Сегодня:

ТОГДА В КИЕВЕ

Наш постоянный автор Галина Ивановна Усынина в те годы жила в Киеве. Ее воспоминания – частица трагической истории. О ней рассказывает обычная женщина, жительница большого города, которого Чернобыль коснулся своим крылом…

В последний понедельник апреля 1986 года обычный ритм жизни Киева был нарушен: многие автобусы не вышли на свои маршруты. Было немало опоздавших на работу, а кое-кто вообще не смог до нее добраться.
Для нашего режимного предприятия пересечение проходной за 5 минут до начала работы уже считалось опозданием, а в тот день опоздавшие шли нескончаемым потоком в течение нескольких часов. Все это было непонятно и загадочно. Наш коллега, жена которого работала в Дарницком райисполкоме, как-то между прочим заметил: «Утром позвонили – в Чернобыле что-то случилось». Никто не придал этому значения. Мы были уверены, что ничего серьезного просто не могло случиться. С этой уверенностью мы прожили недолго.

***
Приближались праздники. В том году Международный праздник трудящихся 1 Мая и Пасха почти совпали.
Дома был ремонт. Еще не выветрились запахи краски и паркетной мастики, поэтому окна и балконные двери были распахнуты. Сквозняки овевали нас, ничего не подозревавших, весенним воздухом и радиоактивным смогом.
Никаких официальных сообщений для населения не поступало. На Крещатике прошла Первомайская демонстрация. В колоннах шли и дети.
Но еще до праздников появились признаки и события, заставившие встревожиться. Молодая листва киевских каштанов сначала порыжела, а затем стала коричневой.
Иностранные студенты спешно стали покидать Киев. При посадке в поезда они сбрасывали с себя все, что только возможно.
Напряженность нарастала. Уже кое-кто из киевлян побежали в разные стороны. Билеты на самолеты и поезда были раскуплены надолго вперед.
В то время, хотя мы и были атеистами, праздник Пасхи всегда праздновали. Это было из детства. Мы и для своих детей старались как можно ярче украсить этот праздник.
Как всегда я испекла пасхи, покрасила яйца и в приподнято-пасхально-майском настроении позвонила друзьям. Никто не ответил. Позвонила коллегам – то же самое. Выглянула с балкона на улицу – нигде никого. Промелькнула мысль: «Может уже дали «чёсу»?».
Включила приемник и стала искать «голоса». Шум, треск и грохот глушилок забивали передачу, но удалось расслышать:
«Советские граждане, коль вы так безразличны своему правительству, передаем правила поведения в радиационной обстановке:
— не пить молоко;
— не есть свежие овощи и фрукты;
— не стоять под деревьями;
— часто и тщательно мыться» и т.д.
Затем «голос» сообщил, что в Ростовской области намечается строительство такой же ненадежной атомной станции.
Есть в Киеве место, где на майские праздники собираются все киевляне – это ботанический сиреневый сад, раскинувшийся на склонах вдоль Днепра и спускающийся к Выдубицкому монастырю. Вот там и договорились мы с друзьями встретиться. Я приехала раньше. Людей почти не было. Ходили дружинники с красными повязками. Когда я наклонилась, чтобы понюхать ветку сирени, ко мне подскочили дружинники и предупредили, что этого лучше не делать.

[Записи с разметкой позиций]
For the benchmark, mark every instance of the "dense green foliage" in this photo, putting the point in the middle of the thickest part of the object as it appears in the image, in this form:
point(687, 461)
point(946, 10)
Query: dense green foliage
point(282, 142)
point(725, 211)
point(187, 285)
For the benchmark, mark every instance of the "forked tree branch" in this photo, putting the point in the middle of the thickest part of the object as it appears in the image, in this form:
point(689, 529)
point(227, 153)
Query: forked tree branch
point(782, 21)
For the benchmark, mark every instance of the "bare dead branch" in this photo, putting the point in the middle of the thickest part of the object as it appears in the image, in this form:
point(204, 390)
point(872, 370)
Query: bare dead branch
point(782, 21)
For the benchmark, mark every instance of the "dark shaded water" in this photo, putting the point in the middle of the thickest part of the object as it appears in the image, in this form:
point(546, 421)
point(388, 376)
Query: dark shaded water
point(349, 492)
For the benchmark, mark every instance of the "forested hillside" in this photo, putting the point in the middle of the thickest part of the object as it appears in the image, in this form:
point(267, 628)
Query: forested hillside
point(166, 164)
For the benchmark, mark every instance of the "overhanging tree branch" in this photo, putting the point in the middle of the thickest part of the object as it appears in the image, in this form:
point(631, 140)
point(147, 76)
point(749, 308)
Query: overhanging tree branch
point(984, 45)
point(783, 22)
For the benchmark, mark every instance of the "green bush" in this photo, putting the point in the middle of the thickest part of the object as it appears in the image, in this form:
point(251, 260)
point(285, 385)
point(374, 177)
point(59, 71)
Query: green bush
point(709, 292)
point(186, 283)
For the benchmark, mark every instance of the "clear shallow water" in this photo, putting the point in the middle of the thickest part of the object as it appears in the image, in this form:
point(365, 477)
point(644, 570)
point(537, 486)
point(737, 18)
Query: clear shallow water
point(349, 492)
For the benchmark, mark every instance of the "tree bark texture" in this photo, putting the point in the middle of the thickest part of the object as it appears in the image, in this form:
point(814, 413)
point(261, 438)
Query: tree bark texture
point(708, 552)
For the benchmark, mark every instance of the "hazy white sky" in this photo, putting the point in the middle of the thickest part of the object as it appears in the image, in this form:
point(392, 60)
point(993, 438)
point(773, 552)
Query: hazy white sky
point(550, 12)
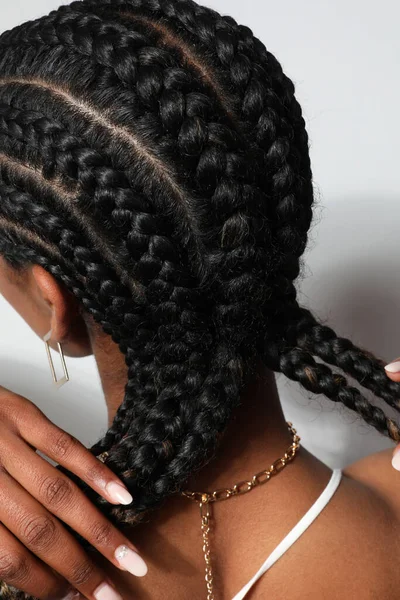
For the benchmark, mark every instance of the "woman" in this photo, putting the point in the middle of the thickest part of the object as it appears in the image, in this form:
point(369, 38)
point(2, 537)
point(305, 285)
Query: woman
point(156, 194)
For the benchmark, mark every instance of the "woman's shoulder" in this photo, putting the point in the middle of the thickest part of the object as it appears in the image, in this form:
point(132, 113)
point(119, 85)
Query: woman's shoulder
point(377, 474)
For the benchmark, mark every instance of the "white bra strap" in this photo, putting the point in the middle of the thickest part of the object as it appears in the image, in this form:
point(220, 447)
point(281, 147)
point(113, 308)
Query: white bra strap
point(297, 530)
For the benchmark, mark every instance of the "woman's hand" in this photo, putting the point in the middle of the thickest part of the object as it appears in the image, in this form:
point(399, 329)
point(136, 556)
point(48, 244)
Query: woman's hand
point(393, 372)
point(37, 554)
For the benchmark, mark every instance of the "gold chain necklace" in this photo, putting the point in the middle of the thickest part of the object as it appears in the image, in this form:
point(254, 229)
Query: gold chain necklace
point(204, 500)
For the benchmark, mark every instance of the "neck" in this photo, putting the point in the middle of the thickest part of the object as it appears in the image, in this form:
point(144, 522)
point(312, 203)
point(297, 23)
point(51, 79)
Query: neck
point(256, 436)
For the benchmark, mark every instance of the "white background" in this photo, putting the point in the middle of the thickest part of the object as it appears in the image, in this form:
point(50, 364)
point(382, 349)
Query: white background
point(344, 59)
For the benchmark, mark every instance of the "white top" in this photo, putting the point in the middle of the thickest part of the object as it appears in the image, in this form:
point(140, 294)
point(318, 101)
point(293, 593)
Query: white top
point(296, 532)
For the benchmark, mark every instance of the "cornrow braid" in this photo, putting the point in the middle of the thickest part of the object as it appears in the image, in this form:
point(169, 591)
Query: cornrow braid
point(154, 159)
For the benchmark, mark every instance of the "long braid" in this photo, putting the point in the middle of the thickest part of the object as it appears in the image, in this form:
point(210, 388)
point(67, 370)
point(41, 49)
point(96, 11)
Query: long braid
point(154, 159)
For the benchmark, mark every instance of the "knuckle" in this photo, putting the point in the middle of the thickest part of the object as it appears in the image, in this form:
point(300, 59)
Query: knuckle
point(13, 567)
point(63, 444)
point(56, 491)
point(81, 573)
point(101, 534)
point(39, 532)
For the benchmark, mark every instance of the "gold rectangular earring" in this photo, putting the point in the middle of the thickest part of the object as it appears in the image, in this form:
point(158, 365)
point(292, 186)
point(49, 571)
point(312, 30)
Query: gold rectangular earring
point(57, 382)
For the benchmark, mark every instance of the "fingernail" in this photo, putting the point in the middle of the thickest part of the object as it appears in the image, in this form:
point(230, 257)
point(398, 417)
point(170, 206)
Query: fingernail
point(72, 595)
point(393, 367)
point(131, 561)
point(396, 459)
point(106, 592)
point(118, 493)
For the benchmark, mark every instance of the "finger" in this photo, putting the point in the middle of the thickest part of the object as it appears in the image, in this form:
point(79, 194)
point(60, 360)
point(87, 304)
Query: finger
point(44, 535)
point(63, 498)
point(393, 370)
point(69, 452)
point(19, 568)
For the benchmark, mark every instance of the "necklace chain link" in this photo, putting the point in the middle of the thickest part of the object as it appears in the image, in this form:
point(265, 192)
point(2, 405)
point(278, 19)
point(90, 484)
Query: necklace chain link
point(205, 499)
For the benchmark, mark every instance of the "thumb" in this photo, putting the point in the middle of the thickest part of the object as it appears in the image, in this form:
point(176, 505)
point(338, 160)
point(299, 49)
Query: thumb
point(393, 370)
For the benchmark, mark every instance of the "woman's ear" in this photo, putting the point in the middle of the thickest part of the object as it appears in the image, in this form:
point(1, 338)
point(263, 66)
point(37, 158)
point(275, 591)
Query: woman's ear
point(59, 311)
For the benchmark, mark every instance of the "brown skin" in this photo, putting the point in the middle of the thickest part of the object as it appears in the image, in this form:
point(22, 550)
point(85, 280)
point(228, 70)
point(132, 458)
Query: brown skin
point(325, 562)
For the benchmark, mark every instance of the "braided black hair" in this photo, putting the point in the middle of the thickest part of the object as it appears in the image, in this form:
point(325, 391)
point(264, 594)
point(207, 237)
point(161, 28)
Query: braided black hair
point(154, 159)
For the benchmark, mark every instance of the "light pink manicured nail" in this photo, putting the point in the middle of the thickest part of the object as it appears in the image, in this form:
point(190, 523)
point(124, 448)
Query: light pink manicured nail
point(106, 592)
point(396, 459)
point(131, 561)
point(118, 493)
point(73, 595)
point(393, 367)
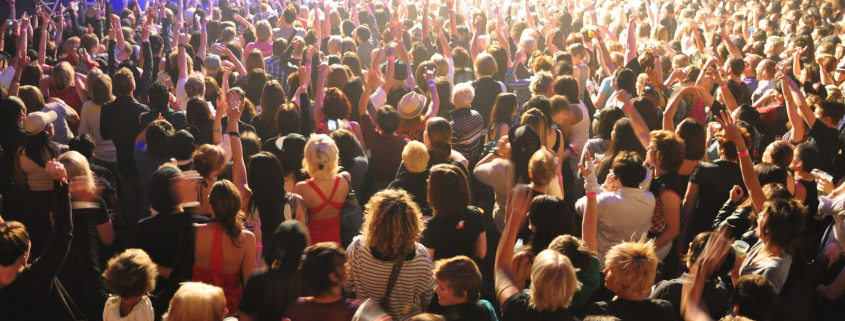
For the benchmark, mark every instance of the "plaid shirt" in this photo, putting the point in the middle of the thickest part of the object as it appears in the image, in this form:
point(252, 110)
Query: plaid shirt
point(274, 67)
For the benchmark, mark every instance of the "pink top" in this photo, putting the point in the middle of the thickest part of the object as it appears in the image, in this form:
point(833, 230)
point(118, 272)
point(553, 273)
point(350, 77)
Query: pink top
point(266, 48)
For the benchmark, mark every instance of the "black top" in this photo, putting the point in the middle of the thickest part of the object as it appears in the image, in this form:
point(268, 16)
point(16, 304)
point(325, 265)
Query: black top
point(516, 308)
point(716, 297)
point(268, 293)
point(415, 184)
point(483, 103)
point(453, 236)
point(81, 274)
point(35, 294)
point(627, 310)
point(480, 310)
point(120, 122)
point(169, 240)
point(715, 181)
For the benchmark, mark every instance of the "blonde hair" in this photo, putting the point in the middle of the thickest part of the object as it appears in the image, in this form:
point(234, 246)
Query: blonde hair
point(63, 76)
point(634, 264)
point(393, 223)
point(542, 167)
point(320, 159)
point(263, 32)
point(195, 301)
point(131, 274)
point(463, 94)
point(77, 167)
point(334, 45)
point(415, 155)
point(208, 158)
point(534, 118)
point(553, 281)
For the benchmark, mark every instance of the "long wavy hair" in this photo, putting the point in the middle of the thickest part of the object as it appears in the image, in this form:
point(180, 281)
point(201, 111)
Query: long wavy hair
point(393, 223)
point(226, 204)
point(625, 140)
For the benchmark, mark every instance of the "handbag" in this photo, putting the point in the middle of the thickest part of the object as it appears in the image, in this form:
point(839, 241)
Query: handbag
point(491, 145)
point(351, 218)
point(391, 282)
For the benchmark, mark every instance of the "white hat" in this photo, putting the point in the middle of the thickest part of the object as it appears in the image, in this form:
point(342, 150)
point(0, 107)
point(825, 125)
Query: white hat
point(411, 105)
point(36, 121)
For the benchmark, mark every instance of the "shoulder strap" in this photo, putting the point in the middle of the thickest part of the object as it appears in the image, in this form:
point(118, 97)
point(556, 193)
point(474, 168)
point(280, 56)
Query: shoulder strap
point(391, 282)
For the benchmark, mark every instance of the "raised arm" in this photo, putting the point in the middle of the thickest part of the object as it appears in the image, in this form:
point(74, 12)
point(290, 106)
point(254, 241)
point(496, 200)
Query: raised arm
point(798, 127)
point(672, 106)
point(589, 224)
point(640, 127)
point(435, 99)
point(321, 91)
point(631, 51)
point(746, 165)
point(518, 204)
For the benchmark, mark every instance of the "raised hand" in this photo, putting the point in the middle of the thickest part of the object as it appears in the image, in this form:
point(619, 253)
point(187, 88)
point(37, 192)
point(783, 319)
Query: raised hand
point(736, 194)
point(731, 131)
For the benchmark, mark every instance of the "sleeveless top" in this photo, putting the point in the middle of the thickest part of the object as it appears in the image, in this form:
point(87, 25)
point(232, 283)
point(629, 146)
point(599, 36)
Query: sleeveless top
point(325, 230)
point(230, 283)
point(581, 130)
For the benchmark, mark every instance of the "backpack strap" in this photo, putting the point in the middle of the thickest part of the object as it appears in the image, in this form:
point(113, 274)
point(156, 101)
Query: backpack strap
point(391, 282)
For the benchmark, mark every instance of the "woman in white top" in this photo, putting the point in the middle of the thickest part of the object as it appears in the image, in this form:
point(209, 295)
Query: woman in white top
point(393, 224)
point(100, 92)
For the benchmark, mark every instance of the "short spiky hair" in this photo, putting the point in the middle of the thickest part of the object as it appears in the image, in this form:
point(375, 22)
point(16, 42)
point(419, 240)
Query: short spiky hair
point(462, 276)
point(634, 264)
point(131, 274)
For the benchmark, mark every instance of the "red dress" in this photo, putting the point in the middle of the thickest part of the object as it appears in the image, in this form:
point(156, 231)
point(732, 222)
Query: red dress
point(230, 283)
point(325, 230)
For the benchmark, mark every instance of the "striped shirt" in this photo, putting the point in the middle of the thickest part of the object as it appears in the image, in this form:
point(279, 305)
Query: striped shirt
point(466, 133)
point(368, 279)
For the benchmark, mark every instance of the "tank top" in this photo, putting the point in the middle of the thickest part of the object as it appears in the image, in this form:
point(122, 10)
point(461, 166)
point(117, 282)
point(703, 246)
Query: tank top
point(581, 130)
point(325, 230)
point(230, 283)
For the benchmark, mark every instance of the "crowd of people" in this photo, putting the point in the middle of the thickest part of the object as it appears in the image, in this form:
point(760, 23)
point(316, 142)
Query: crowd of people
point(422, 160)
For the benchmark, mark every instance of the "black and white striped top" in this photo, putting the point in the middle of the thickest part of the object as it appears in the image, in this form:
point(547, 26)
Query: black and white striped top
point(368, 279)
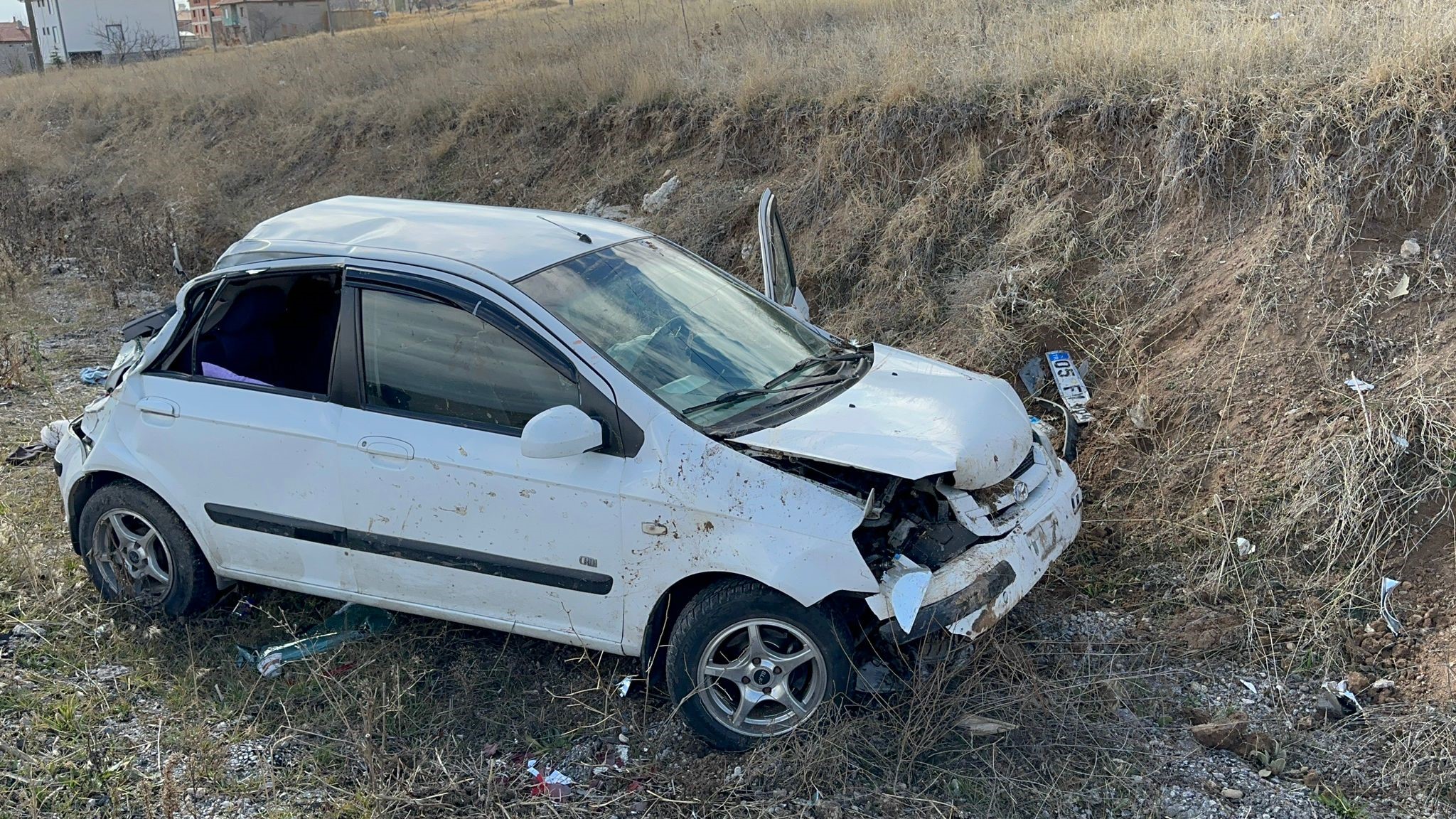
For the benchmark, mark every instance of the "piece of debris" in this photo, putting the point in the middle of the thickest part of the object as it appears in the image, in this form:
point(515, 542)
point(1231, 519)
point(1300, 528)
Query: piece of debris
point(1359, 385)
point(1401, 287)
point(1033, 375)
point(1336, 701)
point(107, 674)
point(25, 454)
point(978, 724)
point(601, 210)
point(1071, 384)
point(554, 784)
point(877, 678)
point(353, 621)
point(1222, 735)
point(1386, 587)
point(906, 583)
point(51, 433)
point(65, 264)
point(245, 606)
point(657, 198)
point(28, 630)
point(1139, 414)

• _Условия задания_:
Ответьте, пожалуйста, что произошло с молодой листвой киевских каштанов еще до праздников по воспоминаниям о Киеве. Этот список для работы не нужен.

• _Решение_:
Она сначала порыжела, а затем стала коричневой.